• _Objective_:
Below are records; reproduce exactly the lines from the one containing "Put a point on the lichen" through the end, both included, and only those.

• _Task material_:
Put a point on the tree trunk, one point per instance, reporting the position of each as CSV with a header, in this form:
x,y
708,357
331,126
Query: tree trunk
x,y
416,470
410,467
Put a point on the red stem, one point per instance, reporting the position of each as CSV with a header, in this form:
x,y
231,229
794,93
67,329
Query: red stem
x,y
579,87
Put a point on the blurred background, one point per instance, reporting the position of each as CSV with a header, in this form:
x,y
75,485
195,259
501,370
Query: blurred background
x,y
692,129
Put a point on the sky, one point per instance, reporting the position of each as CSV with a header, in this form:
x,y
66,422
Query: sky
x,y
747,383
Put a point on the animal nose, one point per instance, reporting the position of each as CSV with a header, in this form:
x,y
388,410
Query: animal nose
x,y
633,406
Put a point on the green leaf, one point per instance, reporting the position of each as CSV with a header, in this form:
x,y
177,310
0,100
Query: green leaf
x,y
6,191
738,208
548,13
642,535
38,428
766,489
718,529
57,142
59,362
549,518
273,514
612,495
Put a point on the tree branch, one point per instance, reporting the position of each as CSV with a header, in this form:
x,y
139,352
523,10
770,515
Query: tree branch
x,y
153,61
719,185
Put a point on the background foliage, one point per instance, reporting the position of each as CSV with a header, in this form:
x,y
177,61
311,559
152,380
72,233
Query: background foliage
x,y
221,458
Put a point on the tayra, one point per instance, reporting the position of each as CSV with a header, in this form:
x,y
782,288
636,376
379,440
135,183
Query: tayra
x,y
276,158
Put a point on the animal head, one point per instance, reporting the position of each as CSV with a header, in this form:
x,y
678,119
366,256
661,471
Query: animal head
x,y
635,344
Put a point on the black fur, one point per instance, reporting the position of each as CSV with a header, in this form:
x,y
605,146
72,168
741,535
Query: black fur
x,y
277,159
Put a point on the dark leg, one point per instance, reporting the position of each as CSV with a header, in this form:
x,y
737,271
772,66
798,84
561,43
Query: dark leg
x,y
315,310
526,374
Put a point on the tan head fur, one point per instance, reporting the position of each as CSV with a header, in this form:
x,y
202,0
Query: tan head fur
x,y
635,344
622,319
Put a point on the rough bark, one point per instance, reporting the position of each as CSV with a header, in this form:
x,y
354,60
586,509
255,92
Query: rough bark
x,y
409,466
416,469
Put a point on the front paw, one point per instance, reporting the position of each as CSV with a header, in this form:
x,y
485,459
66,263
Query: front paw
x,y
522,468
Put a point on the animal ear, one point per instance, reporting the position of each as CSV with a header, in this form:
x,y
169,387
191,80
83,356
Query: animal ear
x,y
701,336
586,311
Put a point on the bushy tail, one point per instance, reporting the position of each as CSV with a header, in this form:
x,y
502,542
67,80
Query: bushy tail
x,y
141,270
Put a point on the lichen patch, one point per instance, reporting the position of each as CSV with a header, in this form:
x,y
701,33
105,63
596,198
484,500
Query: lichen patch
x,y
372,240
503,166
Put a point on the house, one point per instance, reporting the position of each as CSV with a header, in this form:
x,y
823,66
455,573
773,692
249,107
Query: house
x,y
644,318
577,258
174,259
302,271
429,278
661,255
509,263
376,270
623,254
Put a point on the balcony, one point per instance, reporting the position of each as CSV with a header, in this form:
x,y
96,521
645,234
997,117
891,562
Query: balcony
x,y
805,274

• _Output of the exercise_:
Put a point on the lichen patch, one point per instance, reporting the position of each as CSV with a header, in this form:
x,y
701,33
105,63
596,198
484,500
Query: lichen patch
x,y
372,240
503,166
Put a point on the house, one point per instance, reporting the position of each as CSV with a header, in this form:
x,y
823,66
455,573
773,692
249,107
Query: house
x,y
644,318
577,258
174,259
302,271
429,278
661,255
509,263
376,270
623,254
Put a point on the balcony, one point per instance, reporting the position of each as CSV with a header, in this form:
x,y
96,521
645,234
997,117
891,562
Query: balcony
x,y
805,274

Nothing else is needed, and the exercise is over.